◆ Selected excerpt

★ ★ ★

?By Adrian Beiting
Well before J.K. Rowling unleashed the nigh-unstoppable juggernaut of Harry Potter, another intrepid, dual-initialed author decided to make his mark on children’s literature by creating Goosebumps. This horror fiction series hijacked the imaginations of kids throughout the ’90s thanks to its relatively low per book cost, awesome cover art, sweet bumpy 3-D title lettering and R.L. Stine’s seemingly book-a-day completion rate. That’s not to overlook the content; totally ridiculous in retrospect, Stine’s Twilight Zoning of the tween set’s everyday angst made for an intriguing cocktail of real scares and dark humor that no 12-year-old could resist. What really topped these books off though were their endings; when entering the world of R.L. Stine, all bets were off — even if you made it past all the giant hamsters and killer dummies the books threw at you, the characters you’d grown so familiar with along the way still weren’t guaranteed a safe ride home, and even though some twists were goofier than they were scary, others succeeded in actually making our little souls hurt. Think you have what it takes to see which twists from Goosebumps‘ 62-book original run made the cut? Grab that flashlight — reader beware, you’re in for a scare.
The Plot: Oft-teased eleven-year-old middle school student Carly Beth is unhappy with the duck costume her mother made her for Halloween and opts instead for an ugly deformed mask that she practically has to steal from the mysterious local costume shop. In what may be the most popular book from the original Goosebumps series, Carly Beth soon realizes that she can no longer remove the mask from her head as it has literally merged with her face and is causing her to act like the monster she now resembles.

★ ★ ★

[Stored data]
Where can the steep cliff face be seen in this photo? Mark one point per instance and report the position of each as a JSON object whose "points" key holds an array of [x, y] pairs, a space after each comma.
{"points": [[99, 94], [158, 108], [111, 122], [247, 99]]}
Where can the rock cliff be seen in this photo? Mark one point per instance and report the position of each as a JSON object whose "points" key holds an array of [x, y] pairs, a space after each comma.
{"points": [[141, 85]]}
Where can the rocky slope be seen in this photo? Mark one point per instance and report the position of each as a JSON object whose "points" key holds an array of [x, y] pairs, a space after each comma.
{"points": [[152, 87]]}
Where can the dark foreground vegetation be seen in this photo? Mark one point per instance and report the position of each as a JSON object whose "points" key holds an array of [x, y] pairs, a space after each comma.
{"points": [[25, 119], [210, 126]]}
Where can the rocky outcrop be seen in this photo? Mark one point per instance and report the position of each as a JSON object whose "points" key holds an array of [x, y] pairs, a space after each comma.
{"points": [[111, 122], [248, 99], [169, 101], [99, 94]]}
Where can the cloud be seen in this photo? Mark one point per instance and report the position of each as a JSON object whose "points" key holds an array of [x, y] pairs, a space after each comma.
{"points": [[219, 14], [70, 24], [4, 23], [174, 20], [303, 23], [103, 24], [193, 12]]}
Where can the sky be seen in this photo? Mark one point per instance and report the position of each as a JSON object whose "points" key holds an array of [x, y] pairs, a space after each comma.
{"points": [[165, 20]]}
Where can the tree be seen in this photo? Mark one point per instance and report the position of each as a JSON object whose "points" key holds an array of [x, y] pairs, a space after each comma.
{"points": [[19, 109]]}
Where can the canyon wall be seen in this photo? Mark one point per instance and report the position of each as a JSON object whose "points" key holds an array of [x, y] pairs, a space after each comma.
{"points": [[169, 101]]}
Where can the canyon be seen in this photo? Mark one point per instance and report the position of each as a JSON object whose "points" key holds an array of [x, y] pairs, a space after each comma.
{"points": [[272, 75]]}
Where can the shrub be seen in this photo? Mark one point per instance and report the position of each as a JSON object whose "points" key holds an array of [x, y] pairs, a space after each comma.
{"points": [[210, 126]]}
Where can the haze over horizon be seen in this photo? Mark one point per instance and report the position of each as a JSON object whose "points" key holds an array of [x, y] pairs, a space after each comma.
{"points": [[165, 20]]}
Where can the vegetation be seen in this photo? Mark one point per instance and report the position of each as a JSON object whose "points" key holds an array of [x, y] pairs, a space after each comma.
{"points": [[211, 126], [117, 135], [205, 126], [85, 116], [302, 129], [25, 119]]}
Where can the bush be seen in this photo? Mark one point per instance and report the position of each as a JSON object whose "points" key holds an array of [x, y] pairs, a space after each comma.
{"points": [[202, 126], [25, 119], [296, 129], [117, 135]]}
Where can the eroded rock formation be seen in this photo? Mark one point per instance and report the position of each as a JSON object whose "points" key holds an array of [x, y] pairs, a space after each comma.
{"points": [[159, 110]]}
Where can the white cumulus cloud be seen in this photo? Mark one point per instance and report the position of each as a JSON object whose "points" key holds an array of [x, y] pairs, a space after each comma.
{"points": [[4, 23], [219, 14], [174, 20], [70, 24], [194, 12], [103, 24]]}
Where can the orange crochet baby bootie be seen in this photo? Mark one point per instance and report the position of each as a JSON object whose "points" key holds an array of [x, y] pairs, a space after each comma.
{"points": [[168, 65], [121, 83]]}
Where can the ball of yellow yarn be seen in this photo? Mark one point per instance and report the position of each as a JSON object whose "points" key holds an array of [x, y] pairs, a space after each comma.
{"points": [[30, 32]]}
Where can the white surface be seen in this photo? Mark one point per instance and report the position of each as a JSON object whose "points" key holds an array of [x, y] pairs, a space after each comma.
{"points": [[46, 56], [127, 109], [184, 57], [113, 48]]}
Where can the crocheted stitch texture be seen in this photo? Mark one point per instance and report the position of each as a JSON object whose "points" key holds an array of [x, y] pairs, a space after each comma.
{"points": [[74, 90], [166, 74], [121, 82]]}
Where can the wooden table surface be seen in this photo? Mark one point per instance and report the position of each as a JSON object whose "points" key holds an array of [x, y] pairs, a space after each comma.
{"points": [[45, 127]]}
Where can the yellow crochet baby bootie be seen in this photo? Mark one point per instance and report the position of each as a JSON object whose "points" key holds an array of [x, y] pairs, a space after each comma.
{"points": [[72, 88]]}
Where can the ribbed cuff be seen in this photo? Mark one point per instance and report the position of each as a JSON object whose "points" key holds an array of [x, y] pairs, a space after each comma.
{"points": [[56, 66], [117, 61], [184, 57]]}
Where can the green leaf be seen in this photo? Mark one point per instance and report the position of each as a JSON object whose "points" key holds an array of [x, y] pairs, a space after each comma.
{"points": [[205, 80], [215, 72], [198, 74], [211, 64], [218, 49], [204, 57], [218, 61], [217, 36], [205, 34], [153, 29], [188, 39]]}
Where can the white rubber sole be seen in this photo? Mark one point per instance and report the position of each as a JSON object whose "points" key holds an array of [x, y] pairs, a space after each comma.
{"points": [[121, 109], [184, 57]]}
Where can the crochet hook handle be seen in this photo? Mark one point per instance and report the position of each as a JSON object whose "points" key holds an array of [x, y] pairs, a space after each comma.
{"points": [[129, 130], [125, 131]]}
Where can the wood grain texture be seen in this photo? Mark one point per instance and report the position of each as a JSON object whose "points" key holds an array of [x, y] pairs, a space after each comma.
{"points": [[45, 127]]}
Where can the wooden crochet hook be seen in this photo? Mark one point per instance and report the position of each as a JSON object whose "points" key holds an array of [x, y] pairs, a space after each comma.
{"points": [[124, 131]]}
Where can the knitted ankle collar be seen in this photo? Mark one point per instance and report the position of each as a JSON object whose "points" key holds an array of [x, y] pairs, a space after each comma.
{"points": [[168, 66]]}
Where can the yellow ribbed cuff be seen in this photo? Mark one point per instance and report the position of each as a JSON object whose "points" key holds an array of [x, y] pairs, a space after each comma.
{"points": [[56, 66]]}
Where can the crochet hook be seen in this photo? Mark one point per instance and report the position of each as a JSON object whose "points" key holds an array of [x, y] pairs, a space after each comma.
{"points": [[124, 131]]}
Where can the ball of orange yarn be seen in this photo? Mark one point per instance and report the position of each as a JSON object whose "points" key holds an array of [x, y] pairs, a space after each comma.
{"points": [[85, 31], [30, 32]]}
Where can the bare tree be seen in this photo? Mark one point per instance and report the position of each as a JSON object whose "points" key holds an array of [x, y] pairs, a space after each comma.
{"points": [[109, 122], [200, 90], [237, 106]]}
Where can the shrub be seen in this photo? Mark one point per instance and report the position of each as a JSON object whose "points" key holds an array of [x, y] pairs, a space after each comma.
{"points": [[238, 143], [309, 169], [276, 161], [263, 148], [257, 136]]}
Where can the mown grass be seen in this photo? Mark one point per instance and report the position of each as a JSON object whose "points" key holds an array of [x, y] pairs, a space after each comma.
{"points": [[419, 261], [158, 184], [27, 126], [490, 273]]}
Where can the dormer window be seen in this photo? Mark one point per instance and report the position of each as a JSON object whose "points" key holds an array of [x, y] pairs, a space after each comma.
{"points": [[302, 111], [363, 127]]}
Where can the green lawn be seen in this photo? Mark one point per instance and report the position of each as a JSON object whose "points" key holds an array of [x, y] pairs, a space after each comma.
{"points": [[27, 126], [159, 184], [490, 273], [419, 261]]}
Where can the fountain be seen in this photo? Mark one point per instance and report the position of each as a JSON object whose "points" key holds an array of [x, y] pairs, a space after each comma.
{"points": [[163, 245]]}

★ ★ ★

◆ Instructions for the task
Carry the article on Goosebumps twist endings forward, starting right after its last sentence. The stored data has no connection to the article on Goosebumps endings.

◆ Result for this task
The Twist!: Once Carly Beth is able to free herself from the mask’s evil spell, all seems well in Carlyland. That is until Carly Beth’s little brother Noah is revealed to put on the mask himself, which might not sound so bad, but considering the hell Carly Beth has just gone through having someone else put on the mask is probably the exact opposite of the best thing that could happen to any of the book’s characters.
The Plot: Continuing the proud tradition of breaking into places they don’t belong and stealing shit that isn’t theirs, Greg and his friends Michael, Bird, and Shari decide to sneak into an old house with a bad reputation, allowing Greg to discover and swipe a camera that turns out to produce pictures that not only show horrible future events occurring to the subjects of its photographs but seems to be responsible for said horrible events as well.
The Twist!: After the kids battle to return the camera to its original hiding place, R.L. Stine crushes any hope of a happy ending his readership might have had with the revelation that Mickey and Joey, the book’s two bully characters have somehow gotten their hands on the camera and are taking pictures of each other with it, ensuring the camera’s curse to be far from over. A pretty grisly end even for a pair of nogoodniks, but hey, nobody said Goosebumps was fair, man.
The Plot: Lindy uncovers a ventriloquist dummy in the dumpster behind the house next door she and her twin sister Kris are snooping around in while it’s still under construction. Naming the dummy Slappy, Lindy eventually is offered money to perform at birthday parties while Kris is forced to enviously look on. Kris eventually gets a dummy of her own, which she names Mr. Wood and the sibling rivalry really heats up! Mr. Wood proves in short order to be alive, taking part in such activities as strangling Slappy, claiming that the sisters are his “slaves” and attempting K-9cide on the family dog. Mr. Wood eventually bites it at the end thanks to the divine intervention of a steamroller which smashes him up real good like.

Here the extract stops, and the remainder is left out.